[Location labeling records]
+ + + + + + +

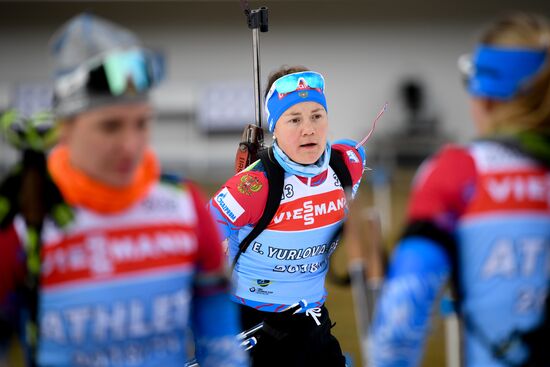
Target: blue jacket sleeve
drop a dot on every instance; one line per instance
(417, 273)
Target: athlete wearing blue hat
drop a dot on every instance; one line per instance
(288, 261)
(479, 215)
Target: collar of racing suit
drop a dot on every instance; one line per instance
(79, 189)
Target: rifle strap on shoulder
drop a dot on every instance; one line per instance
(339, 167)
(275, 177)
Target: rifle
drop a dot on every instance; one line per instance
(249, 338)
(28, 190)
(252, 140)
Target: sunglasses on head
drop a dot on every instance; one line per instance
(297, 81)
(115, 74)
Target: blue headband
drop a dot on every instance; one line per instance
(298, 91)
(501, 72)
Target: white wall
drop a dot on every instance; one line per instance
(364, 48)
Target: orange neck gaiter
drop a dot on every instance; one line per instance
(79, 189)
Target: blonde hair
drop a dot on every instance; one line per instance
(530, 109)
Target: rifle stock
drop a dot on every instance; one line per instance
(252, 141)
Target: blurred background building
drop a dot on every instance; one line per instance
(370, 52)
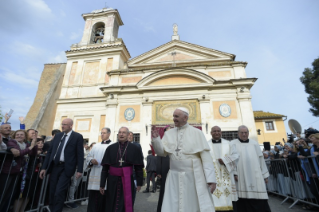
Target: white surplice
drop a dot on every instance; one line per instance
(225, 191)
(96, 153)
(251, 170)
(191, 168)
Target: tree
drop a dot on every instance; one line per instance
(310, 79)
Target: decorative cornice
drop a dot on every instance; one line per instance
(181, 42)
(190, 65)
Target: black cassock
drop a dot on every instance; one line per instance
(162, 169)
(115, 195)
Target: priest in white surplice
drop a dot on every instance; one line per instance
(225, 159)
(191, 178)
(93, 159)
(252, 174)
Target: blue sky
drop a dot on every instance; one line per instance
(278, 39)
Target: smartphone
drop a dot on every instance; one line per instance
(10, 112)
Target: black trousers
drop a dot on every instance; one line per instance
(150, 175)
(59, 184)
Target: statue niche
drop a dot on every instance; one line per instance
(98, 33)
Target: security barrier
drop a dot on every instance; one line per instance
(294, 178)
(21, 188)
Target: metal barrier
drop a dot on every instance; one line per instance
(294, 178)
(21, 189)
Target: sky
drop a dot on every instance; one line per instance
(278, 39)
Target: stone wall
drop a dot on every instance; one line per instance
(42, 112)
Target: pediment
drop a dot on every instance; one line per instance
(179, 52)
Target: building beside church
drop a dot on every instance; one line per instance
(101, 86)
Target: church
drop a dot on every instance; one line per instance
(102, 86)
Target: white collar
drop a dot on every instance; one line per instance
(183, 127)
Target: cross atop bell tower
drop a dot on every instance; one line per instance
(101, 26)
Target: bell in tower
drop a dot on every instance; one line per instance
(101, 26)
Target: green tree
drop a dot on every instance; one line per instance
(310, 79)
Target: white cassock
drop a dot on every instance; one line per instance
(251, 170)
(191, 168)
(225, 191)
(96, 153)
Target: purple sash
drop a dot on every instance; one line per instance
(125, 173)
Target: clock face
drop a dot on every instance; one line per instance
(224, 110)
(129, 114)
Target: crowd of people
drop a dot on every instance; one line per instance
(294, 168)
(195, 174)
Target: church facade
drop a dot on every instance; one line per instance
(101, 86)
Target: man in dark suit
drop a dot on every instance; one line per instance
(151, 170)
(63, 158)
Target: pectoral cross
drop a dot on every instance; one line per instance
(251, 186)
(177, 150)
(121, 161)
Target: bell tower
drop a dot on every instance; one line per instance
(101, 26)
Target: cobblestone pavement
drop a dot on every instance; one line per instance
(147, 202)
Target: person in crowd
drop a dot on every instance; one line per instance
(32, 182)
(191, 166)
(10, 175)
(5, 131)
(162, 170)
(251, 175)
(151, 171)
(118, 162)
(310, 167)
(63, 158)
(93, 160)
(46, 146)
(91, 145)
(225, 159)
(3, 146)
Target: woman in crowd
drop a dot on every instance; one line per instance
(11, 172)
(32, 181)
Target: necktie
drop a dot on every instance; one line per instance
(58, 152)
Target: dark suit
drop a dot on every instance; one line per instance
(60, 175)
(151, 170)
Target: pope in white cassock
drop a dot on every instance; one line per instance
(191, 178)
(93, 159)
(252, 174)
(225, 159)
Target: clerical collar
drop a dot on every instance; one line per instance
(106, 142)
(247, 141)
(183, 127)
(216, 141)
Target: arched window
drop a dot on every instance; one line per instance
(98, 33)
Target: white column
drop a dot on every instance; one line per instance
(147, 120)
(205, 114)
(247, 116)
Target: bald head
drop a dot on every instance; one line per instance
(180, 118)
(122, 135)
(216, 132)
(5, 130)
(243, 132)
(67, 125)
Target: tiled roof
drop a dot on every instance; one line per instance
(261, 114)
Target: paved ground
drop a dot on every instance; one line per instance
(147, 202)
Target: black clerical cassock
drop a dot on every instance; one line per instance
(118, 163)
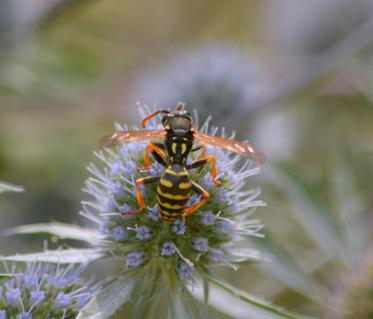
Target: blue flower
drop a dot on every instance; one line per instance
(37, 296)
(12, 295)
(135, 258)
(43, 288)
(185, 272)
(168, 248)
(224, 226)
(118, 233)
(207, 218)
(200, 244)
(144, 237)
(154, 213)
(143, 233)
(24, 315)
(62, 301)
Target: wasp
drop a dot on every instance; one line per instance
(171, 147)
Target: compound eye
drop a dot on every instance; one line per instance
(190, 117)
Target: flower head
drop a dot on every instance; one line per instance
(213, 234)
(49, 291)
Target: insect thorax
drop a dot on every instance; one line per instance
(178, 147)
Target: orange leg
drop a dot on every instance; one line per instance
(158, 154)
(203, 161)
(199, 189)
(139, 197)
(203, 152)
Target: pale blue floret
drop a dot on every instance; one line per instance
(200, 244)
(185, 271)
(135, 258)
(143, 233)
(225, 226)
(130, 168)
(145, 236)
(30, 280)
(116, 169)
(83, 300)
(125, 208)
(168, 248)
(24, 315)
(62, 300)
(207, 181)
(207, 218)
(193, 200)
(222, 195)
(37, 296)
(12, 295)
(118, 233)
(178, 227)
(115, 187)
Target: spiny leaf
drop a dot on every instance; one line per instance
(66, 256)
(283, 266)
(311, 211)
(245, 305)
(109, 300)
(64, 231)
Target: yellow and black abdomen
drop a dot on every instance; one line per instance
(173, 191)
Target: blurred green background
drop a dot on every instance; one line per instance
(294, 77)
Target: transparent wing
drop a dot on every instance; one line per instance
(130, 136)
(242, 148)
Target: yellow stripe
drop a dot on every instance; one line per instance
(166, 183)
(173, 147)
(167, 205)
(171, 172)
(171, 196)
(185, 185)
(183, 148)
(170, 214)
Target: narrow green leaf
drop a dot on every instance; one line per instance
(348, 201)
(108, 301)
(7, 187)
(66, 256)
(282, 265)
(245, 305)
(64, 231)
(310, 210)
(5, 277)
(183, 305)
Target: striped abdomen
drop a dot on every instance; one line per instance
(173, 191)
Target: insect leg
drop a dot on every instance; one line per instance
(139, 197)
(203, 161)
(158, 155)
(201, 191)
(198, 147)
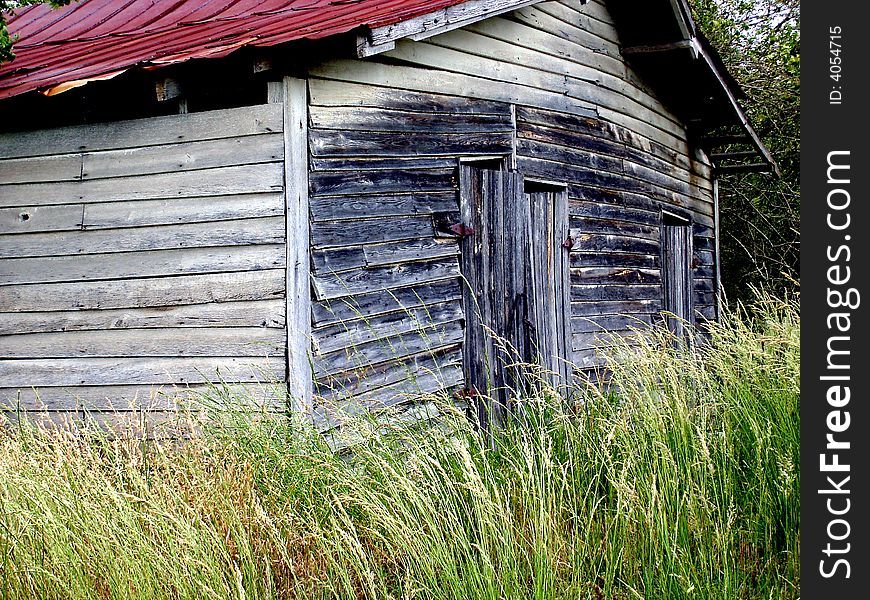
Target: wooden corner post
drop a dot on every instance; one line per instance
(294, 95)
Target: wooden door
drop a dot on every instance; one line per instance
(516, 290)
(676, 272)
(550, 292)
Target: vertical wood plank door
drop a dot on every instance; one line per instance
(516, 287)
(551, 286)
(676, 272)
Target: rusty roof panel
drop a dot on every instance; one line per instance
(92, 39)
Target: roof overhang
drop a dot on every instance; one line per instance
(664, 46)
(381, 39)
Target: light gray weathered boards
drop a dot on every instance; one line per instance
(409, 210)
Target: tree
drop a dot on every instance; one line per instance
(759, 41)
(6, 40)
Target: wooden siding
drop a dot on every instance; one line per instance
(544, 87)
(140, 257)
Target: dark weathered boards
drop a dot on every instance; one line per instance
(516, 285)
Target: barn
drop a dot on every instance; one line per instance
(348, 199)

+ + + + + + +

Only the lines from the one that contains "Target: rusty roof panel" to the end of the entries above should be given again, exactly and in full.

**Solution for this task:**
Target: rusty roof panel
drop a dot on every instance; one line per instance
(92, 39)
Target: roof overhang
drop a dot on every instance; one line per instance
(664, 46)
(381, 39)
Target: light gray weathered boards
drop a dot on every instance; one line per instance
(409, 210)
Target: tree
drop a dot on every instance; one line per instance
(759, 41)
(6, 40)
Target: wooden siding
drop a dot on every instance; one line per instance
(544, 87)
(140, 257)
Target: dark weathered boards
drop a dot on every instance; one line per instance
(516, 285)
Target: barn
drop a dot on every instance; one line per instance
(348, 199)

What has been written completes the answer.